**DATA TO EXAMINE**:

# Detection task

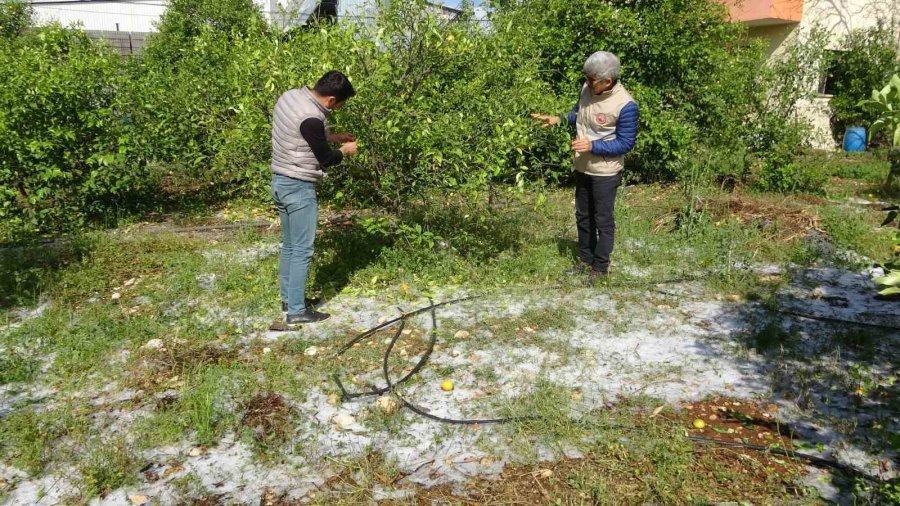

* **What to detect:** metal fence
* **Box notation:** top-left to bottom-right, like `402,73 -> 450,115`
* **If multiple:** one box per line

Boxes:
85,30 -> 150,57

**WHAT TO WORK ON**: Exclude every picture, then reproduce the remaining data character for character.

**ANSWER SECTION**:
# Detection task


* **What to detect:** metal fence
* **Box notation:** top-left to bottom-right, like `402,73 -> 450,115`
* **If multiple:** one box per line

Boxes:
85,30 -> 150,57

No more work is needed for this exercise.